[Excerpts from segmentation records]
+++

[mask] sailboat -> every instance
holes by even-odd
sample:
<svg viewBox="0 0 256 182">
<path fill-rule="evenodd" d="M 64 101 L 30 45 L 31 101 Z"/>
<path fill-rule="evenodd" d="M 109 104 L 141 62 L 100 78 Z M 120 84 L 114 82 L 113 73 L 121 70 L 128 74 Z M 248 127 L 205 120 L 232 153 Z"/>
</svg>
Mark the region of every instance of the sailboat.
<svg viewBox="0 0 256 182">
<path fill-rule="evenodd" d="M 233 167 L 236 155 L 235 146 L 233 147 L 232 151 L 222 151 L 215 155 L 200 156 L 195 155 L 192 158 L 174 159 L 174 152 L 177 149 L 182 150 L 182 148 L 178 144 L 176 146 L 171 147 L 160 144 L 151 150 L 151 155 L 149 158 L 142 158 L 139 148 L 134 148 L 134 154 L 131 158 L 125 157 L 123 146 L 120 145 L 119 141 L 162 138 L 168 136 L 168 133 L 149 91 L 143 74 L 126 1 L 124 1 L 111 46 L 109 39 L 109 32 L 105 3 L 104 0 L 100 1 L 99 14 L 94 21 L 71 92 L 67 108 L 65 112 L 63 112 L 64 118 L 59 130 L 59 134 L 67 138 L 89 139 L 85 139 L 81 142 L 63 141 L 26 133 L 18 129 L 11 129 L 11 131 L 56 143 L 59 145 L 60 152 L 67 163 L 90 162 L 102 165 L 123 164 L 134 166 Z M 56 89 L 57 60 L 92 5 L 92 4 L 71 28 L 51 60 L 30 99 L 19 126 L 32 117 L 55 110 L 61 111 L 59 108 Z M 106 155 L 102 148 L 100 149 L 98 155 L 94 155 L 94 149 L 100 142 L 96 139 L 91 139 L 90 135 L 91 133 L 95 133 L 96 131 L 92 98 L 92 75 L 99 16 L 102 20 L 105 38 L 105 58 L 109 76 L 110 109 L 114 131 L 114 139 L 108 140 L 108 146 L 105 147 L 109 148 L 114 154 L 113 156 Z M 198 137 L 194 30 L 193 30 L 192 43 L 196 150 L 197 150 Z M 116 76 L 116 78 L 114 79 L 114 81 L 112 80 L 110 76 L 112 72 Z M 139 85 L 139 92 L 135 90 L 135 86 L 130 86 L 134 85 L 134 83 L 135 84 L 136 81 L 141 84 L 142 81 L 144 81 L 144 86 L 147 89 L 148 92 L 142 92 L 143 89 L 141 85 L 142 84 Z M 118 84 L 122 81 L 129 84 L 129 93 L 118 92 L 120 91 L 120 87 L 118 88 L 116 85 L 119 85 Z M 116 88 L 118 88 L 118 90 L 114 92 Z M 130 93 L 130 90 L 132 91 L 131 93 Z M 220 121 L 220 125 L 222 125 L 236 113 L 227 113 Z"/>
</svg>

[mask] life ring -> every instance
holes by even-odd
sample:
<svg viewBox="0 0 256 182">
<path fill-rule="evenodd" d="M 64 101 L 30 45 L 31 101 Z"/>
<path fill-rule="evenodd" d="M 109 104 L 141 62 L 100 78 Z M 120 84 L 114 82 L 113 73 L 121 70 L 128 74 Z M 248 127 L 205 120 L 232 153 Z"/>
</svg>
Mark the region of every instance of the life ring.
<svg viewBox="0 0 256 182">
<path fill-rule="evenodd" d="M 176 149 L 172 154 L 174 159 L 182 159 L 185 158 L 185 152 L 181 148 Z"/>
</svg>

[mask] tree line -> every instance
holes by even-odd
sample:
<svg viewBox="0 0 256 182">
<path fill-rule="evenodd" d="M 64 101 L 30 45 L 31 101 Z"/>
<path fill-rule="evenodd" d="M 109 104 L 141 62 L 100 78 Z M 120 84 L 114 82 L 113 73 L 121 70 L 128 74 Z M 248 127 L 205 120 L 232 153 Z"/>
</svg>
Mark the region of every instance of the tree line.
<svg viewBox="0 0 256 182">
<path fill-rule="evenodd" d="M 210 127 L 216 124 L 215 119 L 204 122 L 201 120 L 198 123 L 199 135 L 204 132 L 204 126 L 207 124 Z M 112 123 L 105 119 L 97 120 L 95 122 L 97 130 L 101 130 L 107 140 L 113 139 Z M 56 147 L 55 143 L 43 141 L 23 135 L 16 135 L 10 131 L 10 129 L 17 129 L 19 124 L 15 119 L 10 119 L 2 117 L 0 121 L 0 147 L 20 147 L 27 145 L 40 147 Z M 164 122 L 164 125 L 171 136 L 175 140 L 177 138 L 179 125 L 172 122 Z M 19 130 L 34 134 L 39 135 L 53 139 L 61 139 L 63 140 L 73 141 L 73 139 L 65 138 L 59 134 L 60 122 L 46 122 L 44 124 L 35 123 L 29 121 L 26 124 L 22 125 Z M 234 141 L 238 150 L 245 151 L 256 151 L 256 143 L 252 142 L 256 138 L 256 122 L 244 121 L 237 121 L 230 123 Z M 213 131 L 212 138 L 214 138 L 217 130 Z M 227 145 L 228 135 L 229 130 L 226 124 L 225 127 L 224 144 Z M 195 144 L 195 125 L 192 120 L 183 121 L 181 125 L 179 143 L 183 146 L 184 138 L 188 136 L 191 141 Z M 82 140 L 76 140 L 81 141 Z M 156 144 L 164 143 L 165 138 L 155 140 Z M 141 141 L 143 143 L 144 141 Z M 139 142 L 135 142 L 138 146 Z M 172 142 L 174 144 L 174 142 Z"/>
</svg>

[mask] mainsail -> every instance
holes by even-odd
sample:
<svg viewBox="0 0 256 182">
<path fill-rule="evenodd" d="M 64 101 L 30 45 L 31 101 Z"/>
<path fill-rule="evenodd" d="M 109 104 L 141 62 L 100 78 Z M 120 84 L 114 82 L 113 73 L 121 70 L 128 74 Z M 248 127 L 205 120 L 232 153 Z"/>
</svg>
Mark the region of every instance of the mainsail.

+++

> WHAT TO DO: Change every occurrence of "Mark the region" to "Outline the area" throughout the data above, keeping everything else the same.

> TASK RESULT:
[mask] sailboat -> every instance
holes by even-odd
sample:
<svg viewBox="0 0 256 182">
<path fill-rule="evenodd" d="M 64 101 L 30 45 L 31 101 Z"/>
<path fill-rule="evenodd" d="M 109 104 L 141 62 L 100 78 Z M 120 84 L 114 82 L 113 73 L 121 70 L 128 74 Z M 248 127 L 205 120 L 232 153 Z"/>
</svg>
Outline the area of every instance of the sailboat.
<svg viewBox="0 0 256 182">
<path fill-rule="evenodd" d="M 233 167 L 236 155 L 235 146 L 233 147 L 232 151 L 222 151 L 215 155 L 200 156 L 195 155 L 192 158 L 174 159 L 174 152 L 177 149 L 182 150 L 182 148 L 178 144 L 176 146 L 171 147 L 160 144 L 151 150 L 151 155 L 149 158 L 142 158 L 139 148 L 134 148 L 134 154 L 131 158 L 125 157 L 123 146 L 120 145 L 119 141 L 162 138 L 168 136 L 168 133 L 149 91 L 143 74 L 126 1 L 124 1 L 111 46 L 109 39 L 109 32 L 105 3 L 104 0 L 100 1 L 99 14 L 94 21 L 71 92 L 67 108 L 65 112 L 63 112 L 64 118 L 59 130 L 59 134 L 67 138 L 89 139 L 85 139 L 81 142 L 63 141 L 26 133 L 18 129 L 11 129 L 11 131 L 56 143 L 59 145 L 60 152 L 67 163 L 90 162 L 102 165 L 123 164 L 134 166 Z M 56 89 L 57 60 L 92 5 L 92 4 L 71 28 L 51 60 L 30 99 L 19 126 L 32 117 L 55 110 L 61 111 L 59 108 Z M 106 155 L 102 148 L 100 149 L 98 155 L 94 155 L 94 149 L 100 142 L 96 139 L 91 139 L 90 135 L 91 133 L 95 133 L 96 131 L 92 98 L 92 75 L 99 16 L 102 20 L 105 38 L 105 58 L 109 76 L 110 109 L 114 131 L 114 139 L 108 140 L 108 146 L 105 147 L 109 148 L 114 154 L 113 156 Z M 198 137 L 194 30 L 193 30 L 192 43 L 196 150 L 197 150 Z M 116 76 L 116 78 L 114 79 L 114 81 L 112 80 L 110 76 L 112 72 Z M 139 85 L 139 92 L 135 90 L 135 86 L 130 86 L 134 85 L 134 83 L 135 84 L 136 81 L 141 84 L 142 81 L 144 81 L 144 86 L 147 89 L 148 92 L 142 92 L 143 89 L 141 85 L 142 84 Z M 118 84 L 122 81 L 129 84 L 129 93 L 118 92 L 120 91 L 120 87 L 118 88 L 116 85 L 119 85 Z M 116 88 L 118 88 L 118 90 L 114 92 Z M 130 93 L 130 90 L 132 91 L 131 93 Z M 220 121 L 220 125 L 222 125 L 236 113 L 227 113 Z"/>
</svg>

[mask] life ring -> every instance
holes by even-odd
sample:
<svg viewBox="0 0 256 182">
<path fill-rule="evenodd" d="M 64 101 L 30 45 L 31 101 Z"/>
<path fill-rule="evenodd" d="M 109 104 L 141 62 L 100 78 Z M 120 84 L 114 82 L 113 73 L 121 70 L 128 74 Z M 248 127 L 205 120 L 232 153 Z"/>
</svg>
Outline the area of every instance of the life ring.
<svg viewBox="0 0 256 182">
<path fill-rule="evenodd" d="M 176 149 L 172 154 L 174 159 L 182 159 L 185 158 L 185 152 L 181 148 Z"/>
</svg>

[mask] tree line -> every instance
holes by even-odd
sample:
<svg viewBox="0 0 256 182">
<path fill-rule="evenodd" d="M 64 101 L 30 45 L 31 101 Z"/>
<path fill-rule="evenodd" d="M 109 104 L 141 62 L 100 78 Z M 120 84 L 114 82 L 113 73 L 121 70 L 128 74 Z M 248 127 L 205 120 L 232 153 Z"/>
</svg>
Outline the area of every instance of the tree line.
<svg viewBox="0 0 256 182">
<path fill-rule="evenodd" d="M 210 127 L 216 124 L 215 119 L 204 122 L 201 120 L 198 123 L 199 135 L 204 132 L 204 126 L 207 124 Z M 112 123 L 105 119 L 97 120 L 95 122 L 97 130 L 101 130 L 107 140 L 113 139 Z M 56 147 L 55 143 L 43 141 L 23 135 L 16 135 L 10 131 L 10 129 L 17 129 L 19 124 L 15 119 L 10 119 L 2 117 L 0 121 L 0 147 L 20 147 L 27 145 L 40 147 Z M 164 122 L 164 125 L 171 136 L 175 140 L 177 138 L 179 125 L 172 122 Z M 19 130 L 34 134 L 39 135 L 53 139 L 61 139 L 63 140 L 73 141 L 73 139 L 65 138 L 59 134 L 60 122 L 46 122 L 44 124 L 35 123 L 29 121 L 26 124 L 22 125 Z M 234 141 L 238 150 L 245 151 L 256 151 L 256 143 L 252 142 L 256 138 L 256 122 L 244 121 L 237 121 L 230 123 Z M 213 131 L 212 138 L 214 138 L 217 130 Z M 227 145 L 228 135 L 229 130 L 226 124 L 225 127 L 224 144 Z M 195 144 L 195 125 L 192 120 L 183 121 L 181 125 L 179 143 L 183 146 L 184 138 L 188 136 L 191 141 Z M 82 140 L 76 140 L 81 141 Z M 156 144 L 164 143 L 165 138 L 155 140 Z M 141 141 L 143 143 L 144 141 Z M 139 142 L 135 142 L 138 146 Z M 172 142 L 174 144 L 174 142 Z"/>
</svg>

[mask] mainsail -> every instance
holes by even-odd
sample:
<svg viewBox="0 0 256 182">
<path fill-rule="evenodd" d="M 64 101 L 30 45 L 31 101 Z"/>
<path fill-rule="evenodd" d="M 109 104 L 141 62 L 100 78 Z M 120 84 L 114 82 L 113 73 L 121 70 L 128 74 Z M 248 127 L 205 120 L 232 153 Z"/>
</svg>
Outline the area of every instance of the mainsail.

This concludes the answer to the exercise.